* _Data listing_
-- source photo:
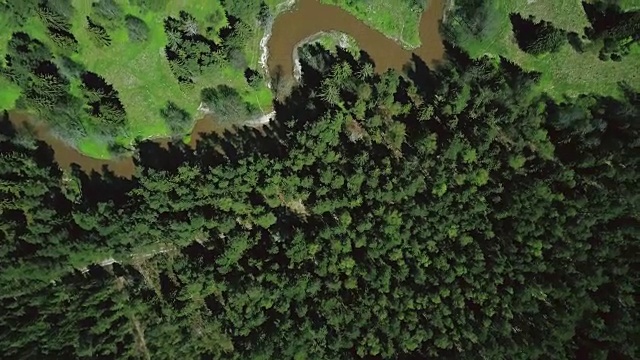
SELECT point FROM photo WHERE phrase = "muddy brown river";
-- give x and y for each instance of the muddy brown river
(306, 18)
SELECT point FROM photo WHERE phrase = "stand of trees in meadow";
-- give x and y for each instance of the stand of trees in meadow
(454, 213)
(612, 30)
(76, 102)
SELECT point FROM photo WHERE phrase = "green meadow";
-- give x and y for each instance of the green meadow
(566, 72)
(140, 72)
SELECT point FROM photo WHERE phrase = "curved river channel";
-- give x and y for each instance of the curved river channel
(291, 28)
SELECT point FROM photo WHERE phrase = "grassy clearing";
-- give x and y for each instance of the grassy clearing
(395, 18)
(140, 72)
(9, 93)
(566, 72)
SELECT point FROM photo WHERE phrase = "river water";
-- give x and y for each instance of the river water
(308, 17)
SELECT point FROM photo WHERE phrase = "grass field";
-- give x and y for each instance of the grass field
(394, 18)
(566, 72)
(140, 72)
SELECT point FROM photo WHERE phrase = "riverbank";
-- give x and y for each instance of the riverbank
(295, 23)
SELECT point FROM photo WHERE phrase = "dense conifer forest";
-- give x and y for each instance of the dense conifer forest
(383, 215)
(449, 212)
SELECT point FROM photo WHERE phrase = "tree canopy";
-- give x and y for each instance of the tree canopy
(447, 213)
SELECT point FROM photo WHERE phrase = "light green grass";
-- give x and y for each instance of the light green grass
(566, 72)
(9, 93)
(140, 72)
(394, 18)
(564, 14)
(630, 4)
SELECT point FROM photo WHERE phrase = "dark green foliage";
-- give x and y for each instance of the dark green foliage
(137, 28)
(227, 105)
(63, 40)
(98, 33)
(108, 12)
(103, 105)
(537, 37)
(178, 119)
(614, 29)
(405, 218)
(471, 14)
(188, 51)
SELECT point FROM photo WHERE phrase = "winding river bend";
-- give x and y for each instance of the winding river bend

---

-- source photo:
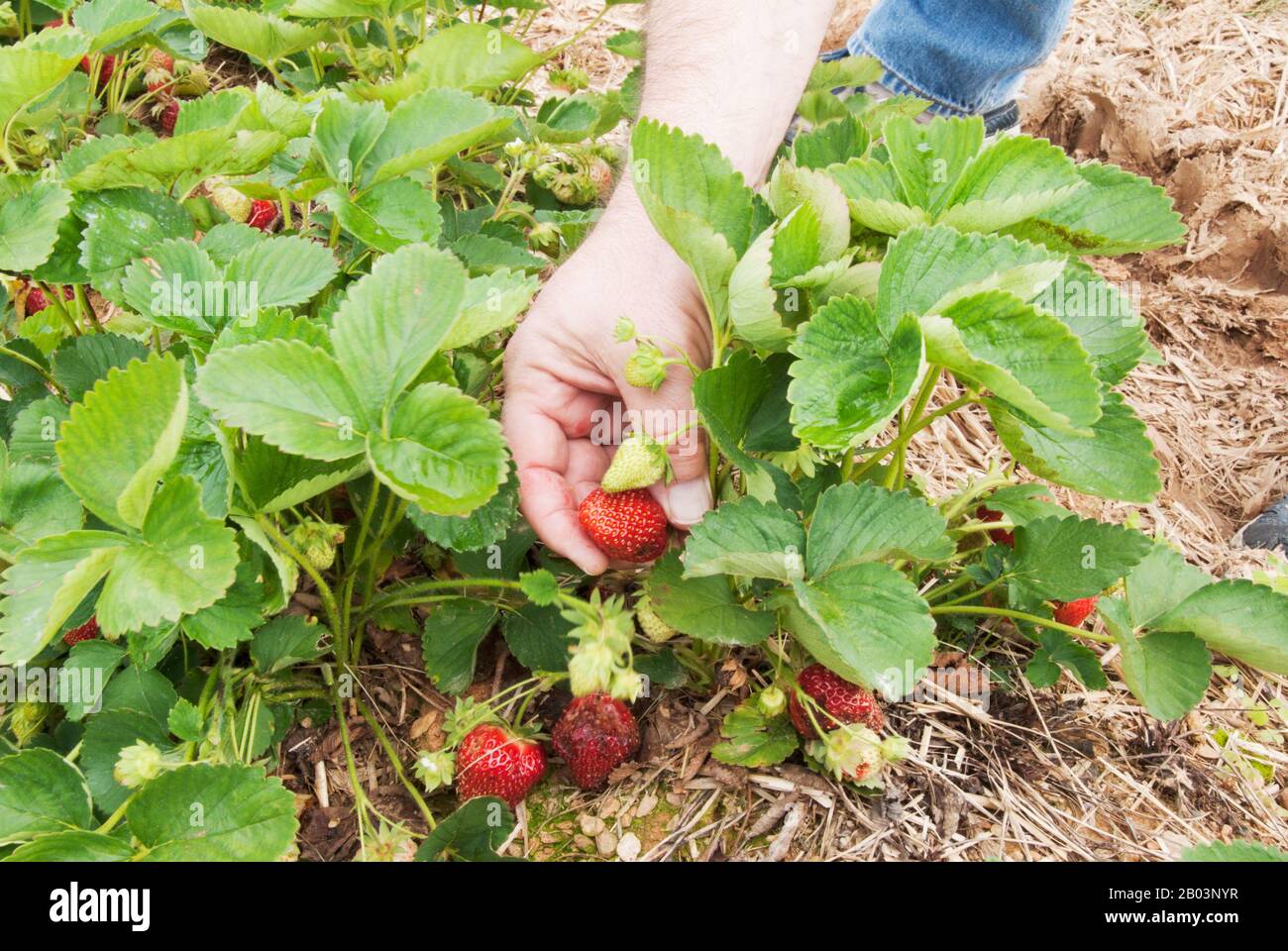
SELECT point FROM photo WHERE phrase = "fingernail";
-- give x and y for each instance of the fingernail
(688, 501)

* _Your assignment_
Reproduce the lines of the entries above from the one with "-- give x and y for each instance of the curved" to the one with "-- give x and y for each instance of the winding", both included, exactly and without any other line.

* _Output for this exercise_
-- give x and y for each instance of the curved river channel
(291, 28)
SELECT point FROM photo WHERE phrase = "grassy clearing";
-- give x and y for each instance of the grassy clearing
(395, 18)
(140, 72)
(9, 93)
(566, 72)
SELECT point FROM photo WHERE phrase = "river water";
-- give x and y for each instance of the river water
(308, 17)
SELECT point FROM photo WHERE phrase = "grass field";
-- give x and y for each instance of the grass field
(394, 18)
(566, 72)
(140, 72)
SELECT point FROM photo WHERE phrase = "riverbank";
-- give x and y for each instance of the riverbank
(295, 23)
SELECT point FROM photo WHERE phrase = "dense conifer forest";
-- give x and y for each instance of the dense conifer forest
(383, 215)
(449, 212)
SELECT point FROM photo WHERE phrase = "tree canopy";
-- give x and y for each instance of the tree canopy
(447, 213)
SELECT point FROM photo WHERE phrase = "light green grass";
-- give x and y for each instance of the light green grass
(566, 72)
(9, 93)
(140, 72)
(394, 18)
(564, 14)
(630, 4)
SELECT point FROM photo WHERE phrase = "dark green foliage";
-- give x and y for each instance of the dark green foliage
(137, 28)
(227, 105)
(63, 40)
(98, 33)
(108, 12)
(103, 105)
(537, 37)
(178, 119)
(614, 29)
(405, 218)
(471, 14)
(188, 51)
SELECT point FROM photo WHERE phrase = "winding river bend";
-- give x and y for each instance of the winding river bend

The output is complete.